- _TASK TO CARRY OUT_
Please return every line from the entries that has the string "distant" in it.

Referring expression data:
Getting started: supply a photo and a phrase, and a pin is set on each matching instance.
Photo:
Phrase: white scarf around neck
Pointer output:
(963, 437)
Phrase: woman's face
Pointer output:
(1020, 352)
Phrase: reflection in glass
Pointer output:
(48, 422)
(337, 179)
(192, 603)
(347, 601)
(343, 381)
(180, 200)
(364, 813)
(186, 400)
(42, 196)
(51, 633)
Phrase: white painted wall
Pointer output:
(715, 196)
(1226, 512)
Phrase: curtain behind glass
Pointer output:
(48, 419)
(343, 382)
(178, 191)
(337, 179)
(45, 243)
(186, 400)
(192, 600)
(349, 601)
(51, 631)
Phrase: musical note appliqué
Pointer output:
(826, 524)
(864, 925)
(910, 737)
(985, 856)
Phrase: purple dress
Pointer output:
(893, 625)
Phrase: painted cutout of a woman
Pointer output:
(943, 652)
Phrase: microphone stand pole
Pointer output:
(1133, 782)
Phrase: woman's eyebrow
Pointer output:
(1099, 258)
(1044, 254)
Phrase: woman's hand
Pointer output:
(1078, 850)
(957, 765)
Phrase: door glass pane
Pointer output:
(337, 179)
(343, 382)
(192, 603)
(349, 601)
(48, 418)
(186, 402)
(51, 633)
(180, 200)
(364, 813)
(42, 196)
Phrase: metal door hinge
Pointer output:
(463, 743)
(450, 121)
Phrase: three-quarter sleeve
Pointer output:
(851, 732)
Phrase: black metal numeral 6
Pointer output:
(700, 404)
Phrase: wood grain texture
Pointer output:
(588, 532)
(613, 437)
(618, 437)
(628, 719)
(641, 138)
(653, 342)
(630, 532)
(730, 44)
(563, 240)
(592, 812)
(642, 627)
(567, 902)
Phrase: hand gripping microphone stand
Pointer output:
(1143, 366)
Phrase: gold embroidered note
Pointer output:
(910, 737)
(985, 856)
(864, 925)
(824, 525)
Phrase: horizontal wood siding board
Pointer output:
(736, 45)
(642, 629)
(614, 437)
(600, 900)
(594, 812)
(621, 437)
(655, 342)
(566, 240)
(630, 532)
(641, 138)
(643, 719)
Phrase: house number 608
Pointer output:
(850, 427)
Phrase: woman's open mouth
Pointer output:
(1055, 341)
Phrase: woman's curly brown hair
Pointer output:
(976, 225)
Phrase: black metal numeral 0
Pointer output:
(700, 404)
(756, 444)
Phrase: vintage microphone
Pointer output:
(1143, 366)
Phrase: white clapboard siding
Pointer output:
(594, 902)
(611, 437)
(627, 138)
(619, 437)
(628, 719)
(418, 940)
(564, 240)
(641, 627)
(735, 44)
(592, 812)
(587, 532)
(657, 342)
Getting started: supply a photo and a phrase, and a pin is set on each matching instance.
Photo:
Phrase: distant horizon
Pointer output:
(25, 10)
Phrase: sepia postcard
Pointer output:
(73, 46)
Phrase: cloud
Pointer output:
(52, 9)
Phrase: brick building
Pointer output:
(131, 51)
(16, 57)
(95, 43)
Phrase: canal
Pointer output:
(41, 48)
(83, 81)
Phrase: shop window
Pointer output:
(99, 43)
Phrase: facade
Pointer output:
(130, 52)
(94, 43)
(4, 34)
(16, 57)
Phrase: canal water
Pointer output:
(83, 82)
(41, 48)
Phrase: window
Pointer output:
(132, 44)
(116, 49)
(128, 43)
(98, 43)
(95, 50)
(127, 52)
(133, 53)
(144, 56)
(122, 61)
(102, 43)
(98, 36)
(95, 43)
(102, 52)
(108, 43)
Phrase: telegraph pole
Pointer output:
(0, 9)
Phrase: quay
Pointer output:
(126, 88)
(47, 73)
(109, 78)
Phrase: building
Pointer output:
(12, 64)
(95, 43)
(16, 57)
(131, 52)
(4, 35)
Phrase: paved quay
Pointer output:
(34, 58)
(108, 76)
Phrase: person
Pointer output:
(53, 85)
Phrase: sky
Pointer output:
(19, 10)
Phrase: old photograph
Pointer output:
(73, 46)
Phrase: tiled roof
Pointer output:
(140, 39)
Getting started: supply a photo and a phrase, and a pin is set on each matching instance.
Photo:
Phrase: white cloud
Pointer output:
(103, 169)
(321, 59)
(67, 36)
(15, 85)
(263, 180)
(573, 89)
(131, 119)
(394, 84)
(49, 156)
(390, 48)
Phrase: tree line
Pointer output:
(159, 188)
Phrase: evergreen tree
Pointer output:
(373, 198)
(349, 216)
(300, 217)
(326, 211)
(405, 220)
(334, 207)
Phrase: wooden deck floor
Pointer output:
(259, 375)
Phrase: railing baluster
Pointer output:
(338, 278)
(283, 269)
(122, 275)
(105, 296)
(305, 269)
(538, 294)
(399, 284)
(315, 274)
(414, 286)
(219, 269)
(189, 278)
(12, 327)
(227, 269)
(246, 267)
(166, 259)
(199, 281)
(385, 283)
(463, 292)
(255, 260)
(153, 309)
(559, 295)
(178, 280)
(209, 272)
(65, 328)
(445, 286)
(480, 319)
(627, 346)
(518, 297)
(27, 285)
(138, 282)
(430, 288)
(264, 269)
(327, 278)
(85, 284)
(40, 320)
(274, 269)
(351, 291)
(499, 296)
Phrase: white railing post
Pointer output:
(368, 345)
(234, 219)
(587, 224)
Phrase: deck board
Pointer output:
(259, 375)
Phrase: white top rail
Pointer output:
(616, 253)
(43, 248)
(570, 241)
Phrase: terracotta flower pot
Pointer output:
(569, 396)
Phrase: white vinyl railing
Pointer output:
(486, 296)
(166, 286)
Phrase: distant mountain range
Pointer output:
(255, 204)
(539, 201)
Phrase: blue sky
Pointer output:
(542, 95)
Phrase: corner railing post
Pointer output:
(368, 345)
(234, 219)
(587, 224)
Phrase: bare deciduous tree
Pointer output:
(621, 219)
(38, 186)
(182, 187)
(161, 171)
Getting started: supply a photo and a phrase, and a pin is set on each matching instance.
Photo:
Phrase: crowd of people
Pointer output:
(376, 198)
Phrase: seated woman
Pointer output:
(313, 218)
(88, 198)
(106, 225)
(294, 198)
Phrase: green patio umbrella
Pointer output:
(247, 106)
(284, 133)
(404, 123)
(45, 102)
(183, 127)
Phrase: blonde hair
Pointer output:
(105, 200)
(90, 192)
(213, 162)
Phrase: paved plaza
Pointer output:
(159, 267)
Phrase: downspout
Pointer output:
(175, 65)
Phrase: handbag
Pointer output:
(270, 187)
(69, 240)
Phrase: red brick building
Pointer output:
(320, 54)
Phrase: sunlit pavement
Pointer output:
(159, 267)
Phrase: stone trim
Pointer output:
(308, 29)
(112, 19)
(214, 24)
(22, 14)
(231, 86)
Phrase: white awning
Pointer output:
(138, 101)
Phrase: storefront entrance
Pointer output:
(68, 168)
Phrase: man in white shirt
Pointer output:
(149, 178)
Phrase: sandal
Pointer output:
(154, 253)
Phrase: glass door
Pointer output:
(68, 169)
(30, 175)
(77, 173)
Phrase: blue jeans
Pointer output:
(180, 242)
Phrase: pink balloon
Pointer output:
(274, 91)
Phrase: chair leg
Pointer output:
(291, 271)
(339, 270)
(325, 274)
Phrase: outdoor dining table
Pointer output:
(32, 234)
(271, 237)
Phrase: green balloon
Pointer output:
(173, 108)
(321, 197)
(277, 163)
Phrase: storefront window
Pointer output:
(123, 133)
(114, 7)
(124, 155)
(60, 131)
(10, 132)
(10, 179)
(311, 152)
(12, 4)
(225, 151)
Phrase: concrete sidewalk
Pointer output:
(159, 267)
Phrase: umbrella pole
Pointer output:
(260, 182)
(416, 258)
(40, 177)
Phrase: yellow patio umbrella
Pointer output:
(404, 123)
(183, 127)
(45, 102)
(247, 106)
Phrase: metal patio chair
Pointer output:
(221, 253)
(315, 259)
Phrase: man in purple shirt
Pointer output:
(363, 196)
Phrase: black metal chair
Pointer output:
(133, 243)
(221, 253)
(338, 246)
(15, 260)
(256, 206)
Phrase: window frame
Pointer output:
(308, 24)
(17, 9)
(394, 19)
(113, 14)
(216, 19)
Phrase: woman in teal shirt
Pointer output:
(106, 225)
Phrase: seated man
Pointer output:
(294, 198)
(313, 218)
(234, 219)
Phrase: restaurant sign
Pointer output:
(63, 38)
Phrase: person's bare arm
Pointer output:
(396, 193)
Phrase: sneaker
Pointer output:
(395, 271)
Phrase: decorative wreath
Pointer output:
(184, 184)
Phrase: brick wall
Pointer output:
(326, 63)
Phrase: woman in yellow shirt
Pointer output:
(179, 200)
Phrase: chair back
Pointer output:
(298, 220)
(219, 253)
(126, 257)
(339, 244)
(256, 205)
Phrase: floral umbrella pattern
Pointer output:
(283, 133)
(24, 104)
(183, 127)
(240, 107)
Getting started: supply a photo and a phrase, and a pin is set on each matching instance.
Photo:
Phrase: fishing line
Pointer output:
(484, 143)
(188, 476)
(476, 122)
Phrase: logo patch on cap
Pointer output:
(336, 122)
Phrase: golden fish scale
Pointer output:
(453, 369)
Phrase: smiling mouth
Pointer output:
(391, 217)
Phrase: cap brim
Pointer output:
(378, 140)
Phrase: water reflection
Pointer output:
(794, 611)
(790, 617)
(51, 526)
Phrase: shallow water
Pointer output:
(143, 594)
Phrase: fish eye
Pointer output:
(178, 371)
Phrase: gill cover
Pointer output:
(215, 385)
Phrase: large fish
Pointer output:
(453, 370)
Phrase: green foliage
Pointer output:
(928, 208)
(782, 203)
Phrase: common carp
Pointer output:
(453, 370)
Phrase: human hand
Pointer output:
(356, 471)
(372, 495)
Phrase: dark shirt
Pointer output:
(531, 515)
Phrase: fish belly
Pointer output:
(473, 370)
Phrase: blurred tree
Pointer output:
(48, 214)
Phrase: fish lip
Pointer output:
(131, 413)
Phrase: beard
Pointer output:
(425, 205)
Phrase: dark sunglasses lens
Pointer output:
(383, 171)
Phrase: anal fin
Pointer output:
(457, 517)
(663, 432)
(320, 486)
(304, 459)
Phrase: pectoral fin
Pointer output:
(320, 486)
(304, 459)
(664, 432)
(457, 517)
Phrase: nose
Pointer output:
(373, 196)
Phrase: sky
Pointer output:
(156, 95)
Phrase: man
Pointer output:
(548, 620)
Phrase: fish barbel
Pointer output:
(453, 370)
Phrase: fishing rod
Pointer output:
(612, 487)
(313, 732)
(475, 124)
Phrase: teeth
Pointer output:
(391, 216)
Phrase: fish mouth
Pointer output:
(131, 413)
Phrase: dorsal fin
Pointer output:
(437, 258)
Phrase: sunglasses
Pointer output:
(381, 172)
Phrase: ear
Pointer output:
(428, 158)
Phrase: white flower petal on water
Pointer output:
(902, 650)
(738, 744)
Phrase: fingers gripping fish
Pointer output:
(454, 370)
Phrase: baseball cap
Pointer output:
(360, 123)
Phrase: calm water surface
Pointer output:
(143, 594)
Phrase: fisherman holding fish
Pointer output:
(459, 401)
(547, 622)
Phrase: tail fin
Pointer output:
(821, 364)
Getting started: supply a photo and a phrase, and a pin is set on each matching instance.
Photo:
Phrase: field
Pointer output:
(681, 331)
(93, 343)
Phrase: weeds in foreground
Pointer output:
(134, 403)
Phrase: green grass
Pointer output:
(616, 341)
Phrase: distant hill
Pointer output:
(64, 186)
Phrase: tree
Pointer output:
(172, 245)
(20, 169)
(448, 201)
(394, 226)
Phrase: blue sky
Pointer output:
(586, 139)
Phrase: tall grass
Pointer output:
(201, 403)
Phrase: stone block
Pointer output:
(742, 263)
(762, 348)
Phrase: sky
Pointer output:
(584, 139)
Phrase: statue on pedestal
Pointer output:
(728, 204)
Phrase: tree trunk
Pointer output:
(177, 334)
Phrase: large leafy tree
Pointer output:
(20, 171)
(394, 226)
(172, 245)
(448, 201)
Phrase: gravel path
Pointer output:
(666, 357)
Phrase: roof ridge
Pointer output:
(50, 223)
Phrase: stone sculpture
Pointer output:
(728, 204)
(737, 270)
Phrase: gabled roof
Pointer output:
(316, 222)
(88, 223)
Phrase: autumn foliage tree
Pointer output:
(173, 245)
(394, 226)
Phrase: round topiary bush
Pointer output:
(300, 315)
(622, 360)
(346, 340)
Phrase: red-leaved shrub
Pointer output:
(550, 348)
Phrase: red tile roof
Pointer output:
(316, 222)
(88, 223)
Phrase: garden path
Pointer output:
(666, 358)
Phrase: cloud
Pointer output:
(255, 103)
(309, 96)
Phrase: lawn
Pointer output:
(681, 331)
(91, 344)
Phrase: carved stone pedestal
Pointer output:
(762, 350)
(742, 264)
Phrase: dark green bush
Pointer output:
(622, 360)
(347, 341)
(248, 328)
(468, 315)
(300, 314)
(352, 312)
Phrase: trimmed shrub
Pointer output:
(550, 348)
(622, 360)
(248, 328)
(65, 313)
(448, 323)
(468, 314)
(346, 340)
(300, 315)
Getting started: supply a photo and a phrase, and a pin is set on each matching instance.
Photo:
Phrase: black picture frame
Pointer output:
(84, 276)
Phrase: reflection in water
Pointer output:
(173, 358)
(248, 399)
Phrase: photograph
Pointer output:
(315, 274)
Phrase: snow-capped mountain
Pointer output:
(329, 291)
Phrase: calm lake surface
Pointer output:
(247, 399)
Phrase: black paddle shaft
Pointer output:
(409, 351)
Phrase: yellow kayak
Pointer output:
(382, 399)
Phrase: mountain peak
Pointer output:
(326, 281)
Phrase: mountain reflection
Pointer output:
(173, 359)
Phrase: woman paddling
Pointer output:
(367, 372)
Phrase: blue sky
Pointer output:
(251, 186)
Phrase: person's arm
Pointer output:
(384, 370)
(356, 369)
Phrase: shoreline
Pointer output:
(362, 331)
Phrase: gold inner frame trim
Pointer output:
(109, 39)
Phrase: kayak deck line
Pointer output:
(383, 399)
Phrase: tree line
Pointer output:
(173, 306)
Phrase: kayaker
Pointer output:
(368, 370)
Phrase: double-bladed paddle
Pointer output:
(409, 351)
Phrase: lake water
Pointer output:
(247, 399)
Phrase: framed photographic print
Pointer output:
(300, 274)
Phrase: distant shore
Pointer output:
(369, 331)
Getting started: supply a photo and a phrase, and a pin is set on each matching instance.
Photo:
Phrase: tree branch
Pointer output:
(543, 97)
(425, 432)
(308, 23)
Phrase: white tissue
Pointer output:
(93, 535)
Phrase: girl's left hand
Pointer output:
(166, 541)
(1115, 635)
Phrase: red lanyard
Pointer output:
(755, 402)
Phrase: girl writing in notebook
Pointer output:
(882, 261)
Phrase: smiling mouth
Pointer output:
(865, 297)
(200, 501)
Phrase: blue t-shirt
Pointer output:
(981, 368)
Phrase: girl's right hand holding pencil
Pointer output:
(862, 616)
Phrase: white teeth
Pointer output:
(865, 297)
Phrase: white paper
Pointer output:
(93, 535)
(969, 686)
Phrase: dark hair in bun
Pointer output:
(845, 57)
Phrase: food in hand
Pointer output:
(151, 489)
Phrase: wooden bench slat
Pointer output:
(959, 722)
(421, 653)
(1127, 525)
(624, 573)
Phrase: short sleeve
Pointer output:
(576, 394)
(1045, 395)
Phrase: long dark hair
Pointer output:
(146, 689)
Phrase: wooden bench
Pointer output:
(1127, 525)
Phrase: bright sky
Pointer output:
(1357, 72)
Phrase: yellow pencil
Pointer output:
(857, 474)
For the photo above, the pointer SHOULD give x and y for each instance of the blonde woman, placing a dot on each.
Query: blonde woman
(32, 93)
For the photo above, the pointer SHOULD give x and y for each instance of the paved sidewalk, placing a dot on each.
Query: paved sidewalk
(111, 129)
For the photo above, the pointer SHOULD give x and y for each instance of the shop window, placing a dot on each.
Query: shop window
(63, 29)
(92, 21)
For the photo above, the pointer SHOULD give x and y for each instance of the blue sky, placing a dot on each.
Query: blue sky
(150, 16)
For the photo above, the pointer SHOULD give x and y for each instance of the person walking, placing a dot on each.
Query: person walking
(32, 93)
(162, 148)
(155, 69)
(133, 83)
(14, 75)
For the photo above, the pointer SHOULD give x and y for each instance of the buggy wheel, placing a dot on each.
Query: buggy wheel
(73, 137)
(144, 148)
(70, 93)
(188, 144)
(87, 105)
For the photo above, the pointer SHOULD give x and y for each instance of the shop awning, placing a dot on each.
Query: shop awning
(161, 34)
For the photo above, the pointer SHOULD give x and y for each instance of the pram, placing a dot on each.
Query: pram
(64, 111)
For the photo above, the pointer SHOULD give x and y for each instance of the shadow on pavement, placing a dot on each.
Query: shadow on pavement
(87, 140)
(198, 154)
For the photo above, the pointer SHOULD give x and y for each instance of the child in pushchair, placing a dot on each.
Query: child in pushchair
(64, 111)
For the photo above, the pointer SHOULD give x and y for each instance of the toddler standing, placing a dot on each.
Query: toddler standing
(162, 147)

- _WRITTEN RESPONSE_
Phrase: distant horizon
Phrase: distant mountain range
Phrase: distant hill
Phrase: distant shore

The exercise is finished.